Once the line with "Each instance of the license" is found, return it along with every line after it, exactly, through the end of the material.
== == ==
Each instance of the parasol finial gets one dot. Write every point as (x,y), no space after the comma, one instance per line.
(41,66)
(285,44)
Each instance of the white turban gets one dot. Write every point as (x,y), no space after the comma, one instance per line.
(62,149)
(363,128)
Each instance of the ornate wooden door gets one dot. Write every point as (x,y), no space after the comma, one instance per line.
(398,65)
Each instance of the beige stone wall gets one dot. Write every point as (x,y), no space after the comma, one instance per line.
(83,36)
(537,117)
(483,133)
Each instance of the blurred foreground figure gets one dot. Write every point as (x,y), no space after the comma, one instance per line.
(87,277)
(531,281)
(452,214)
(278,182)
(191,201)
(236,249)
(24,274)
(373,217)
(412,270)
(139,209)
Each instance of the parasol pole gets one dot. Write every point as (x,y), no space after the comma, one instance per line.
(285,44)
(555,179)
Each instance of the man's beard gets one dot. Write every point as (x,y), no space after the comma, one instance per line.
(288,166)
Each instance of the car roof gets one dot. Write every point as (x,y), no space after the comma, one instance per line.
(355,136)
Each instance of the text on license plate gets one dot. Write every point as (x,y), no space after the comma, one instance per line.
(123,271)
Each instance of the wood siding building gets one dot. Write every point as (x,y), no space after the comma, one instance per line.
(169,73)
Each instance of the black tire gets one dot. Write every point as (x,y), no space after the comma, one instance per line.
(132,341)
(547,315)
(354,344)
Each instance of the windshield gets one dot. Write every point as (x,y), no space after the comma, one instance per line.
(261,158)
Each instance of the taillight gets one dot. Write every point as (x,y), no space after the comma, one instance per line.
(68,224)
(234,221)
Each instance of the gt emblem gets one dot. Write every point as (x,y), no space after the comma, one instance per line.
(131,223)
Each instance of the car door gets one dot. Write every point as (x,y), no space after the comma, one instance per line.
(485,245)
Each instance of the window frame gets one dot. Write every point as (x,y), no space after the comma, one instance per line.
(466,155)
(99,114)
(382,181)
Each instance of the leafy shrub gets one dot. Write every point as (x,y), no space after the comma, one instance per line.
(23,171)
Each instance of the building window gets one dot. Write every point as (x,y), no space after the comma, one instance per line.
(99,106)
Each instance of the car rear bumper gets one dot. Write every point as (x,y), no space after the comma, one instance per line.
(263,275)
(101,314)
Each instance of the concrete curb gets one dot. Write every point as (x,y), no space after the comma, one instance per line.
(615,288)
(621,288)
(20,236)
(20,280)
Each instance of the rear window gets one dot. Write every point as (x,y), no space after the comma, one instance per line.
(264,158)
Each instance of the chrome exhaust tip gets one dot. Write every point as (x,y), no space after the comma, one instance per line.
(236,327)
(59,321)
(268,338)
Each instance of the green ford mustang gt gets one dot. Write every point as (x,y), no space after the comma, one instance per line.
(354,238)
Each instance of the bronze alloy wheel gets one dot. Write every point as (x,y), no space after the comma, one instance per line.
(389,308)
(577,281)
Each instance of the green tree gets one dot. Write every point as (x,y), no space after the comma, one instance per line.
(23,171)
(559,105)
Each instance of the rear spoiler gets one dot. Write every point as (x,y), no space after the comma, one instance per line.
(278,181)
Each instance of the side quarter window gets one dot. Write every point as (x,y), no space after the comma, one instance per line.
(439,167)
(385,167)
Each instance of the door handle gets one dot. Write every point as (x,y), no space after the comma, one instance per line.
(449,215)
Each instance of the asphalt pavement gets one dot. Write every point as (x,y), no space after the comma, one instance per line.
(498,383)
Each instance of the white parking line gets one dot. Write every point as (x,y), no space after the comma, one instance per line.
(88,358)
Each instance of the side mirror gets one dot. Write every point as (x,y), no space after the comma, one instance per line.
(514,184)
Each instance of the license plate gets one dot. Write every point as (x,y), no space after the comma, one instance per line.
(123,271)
== == ==
### Expected answer
Each instance of the license plate gets one dot. Write every point as (x,y), no space after the comma, one instance per line.
(123,271)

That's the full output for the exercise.